→ WORK INSTRUCTIONS:
(a) Please restate the part of the coconut oil article that begins at the words "The palm oil industry has received" and stops after "its palm cousin.", substituting "health food" for "superfood".
(b) According to the paper described in the coconut oil article, how many species does coconut cultivation threaten per million tonnes of oil produced?

A report highlighting the harmful environmental impact of coconut oil production by a researcher with links to the palm oil industry has sparked a heated debate over coveted green credentials in the multi-billion dollar industries.
The palm oil industry has received international negative attention, including consumer boycotts, in recent years for clearing biodiversity-rich tropical rainforests in Southeast Asia in its production process.
Coconut oil, conversely, has been increasing in popularity as a healthy superfood with fewer cultivation concerns.
But a study published in respected scientific journal ‘Current Biology’ in July appeared to upend that dichotomy, highlighting the impact on native animal species because of coconut oil production deforestation.
The paper said that coconut cultivation threatens 18.6 species per million tonnes of oil produced, nearly five times more than its palm cousin.
The coconut industry, however, was more interested in the lead author of the report, Erik Meijaard, who has carried out work for the global palm oil sustainability body and an Indonesian palm company. Meijaard continues to head the oil palm task force of the International Union for Conservation of Nature (IUCN).
“In the coconut community, [Meijaard’s] article was initially not taken seriously,” Indonesian Coconut Processing Industry Association (HIPKI) secretary-general Donatus Gede Sabon told Reuters. “However, they clearly intend to sneak in a negative campaign against coconuts.”
Indonesia is heavily invested in both industries – it is the world’s biggest grower of palm oil, followed by Malaysia, and is also the world’s second biggest coconut producer, after the Philippines.
Both products are found in everything from cookies to soap, but palm is more widely used as it is cheaper and more versatile. Global sales for palm oil were about $43 billion last year, with coconut oil sales lagging at around $2.72 billion, according to Reuters’ estimates.
“Production of both crops is destructive when it originates from the wrong areas, such as forests, peatland and high conservation value areas,” said Chandra Panjiwibowo, Rainforest Alliance Indonesia Country Director. “For now, there is much more palm than coconut cultivated globally, and its production is growing much faster, so palm undoubtedly has more impact.”

→ Saved entries:

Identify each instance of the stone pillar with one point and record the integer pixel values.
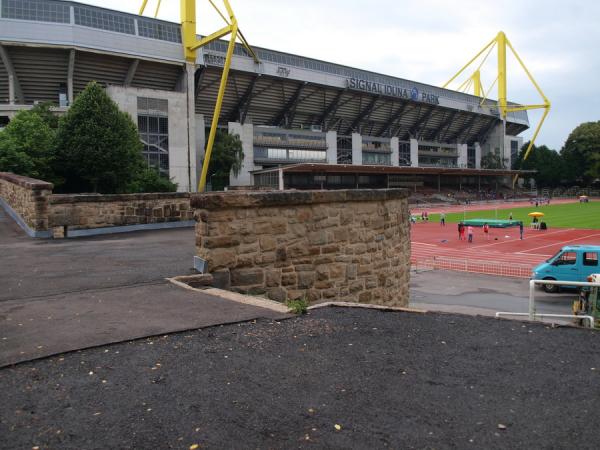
(477, 155)
(346, 245)
(246, 134)
(463, 155)
(281, 179)
(200, 142)
(395, 145)
(331, 139)
(414, 153)
(356, 149)
(190, 86)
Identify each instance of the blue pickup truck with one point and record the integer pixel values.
(571, 263)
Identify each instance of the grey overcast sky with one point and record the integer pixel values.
(430, 40)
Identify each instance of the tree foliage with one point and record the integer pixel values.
(149, 180)
(493, 161)
(227, 157)
(98, 145)
(27, 146)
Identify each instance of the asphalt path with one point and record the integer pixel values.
(336, 378)
(34, 268)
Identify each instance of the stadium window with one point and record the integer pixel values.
(567, 258)
(153, 128)
(590, 259)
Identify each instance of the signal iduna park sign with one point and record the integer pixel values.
(392, 91)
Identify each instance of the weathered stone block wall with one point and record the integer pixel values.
(349, 245)
(85, 211)
(28, 197)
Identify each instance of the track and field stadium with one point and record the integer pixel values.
(502, 252)
(304, 123)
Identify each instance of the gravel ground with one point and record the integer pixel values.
(336, 378)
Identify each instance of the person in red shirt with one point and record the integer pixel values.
(486, 231)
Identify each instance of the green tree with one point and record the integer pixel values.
(581, 153)
(27, 146)
(227, 157)
(493, 160)
(548, 164)
(44, 110)
(98, 148)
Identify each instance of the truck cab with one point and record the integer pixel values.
(571, 263)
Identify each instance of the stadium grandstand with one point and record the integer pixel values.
(303, 123)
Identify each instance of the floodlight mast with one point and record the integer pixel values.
(502, 42)
(191, 43)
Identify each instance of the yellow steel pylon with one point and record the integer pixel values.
(502, 42)
(191, 43)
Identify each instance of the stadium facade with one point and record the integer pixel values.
(303, 122)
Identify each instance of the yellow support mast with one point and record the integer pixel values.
(502, 43)
(191, 43)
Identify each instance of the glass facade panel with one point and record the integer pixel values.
(38, 10)
(153, 126)
(379, 159)
(104, 20)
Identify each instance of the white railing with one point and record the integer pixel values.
(473, 266)
(532, 313)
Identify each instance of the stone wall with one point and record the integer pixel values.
(80, 211)
(349, 245)
(43, 214)
(28, 199)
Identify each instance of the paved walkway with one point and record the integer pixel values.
(63, 295)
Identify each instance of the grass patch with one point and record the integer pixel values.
(566, 215)
(299, 306)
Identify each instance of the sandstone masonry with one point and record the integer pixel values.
(32, 200)
(28, 198)
(351, 245)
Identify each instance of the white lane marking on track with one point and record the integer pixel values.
(527, 238)
(564, 242)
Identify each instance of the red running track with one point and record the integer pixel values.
(434, 246)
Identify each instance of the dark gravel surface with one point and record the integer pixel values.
(394, 380)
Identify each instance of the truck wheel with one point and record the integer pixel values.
(550, 288)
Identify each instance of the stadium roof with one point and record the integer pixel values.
(49, 40)
(393, 170)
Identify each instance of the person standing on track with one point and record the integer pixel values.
(521, 229)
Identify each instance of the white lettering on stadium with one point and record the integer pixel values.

→ TASK RESPONSES:
(a)
The palm oil industry has received international negative attention, including consumer boycotts, in recent years for clearing biodiversity-rich tropical rainforests in Southeast Asia in its production process.
Coconut oil, conversely, has been increasing in popularity as a healthy health food with fewer cultivation concerns.
But a study published in respected scientific journal ‘Current Biology’ in July appeared to upend that dichotomy, highlighting the impact on native animal species because of coconut oil production deforestation.
The paper said that coconut cultivation threatens 18.6 species per million tonnes of oil produced, nearly five times more than its palm cousin.

(b) 18.6 species per million tonnes of oil produced.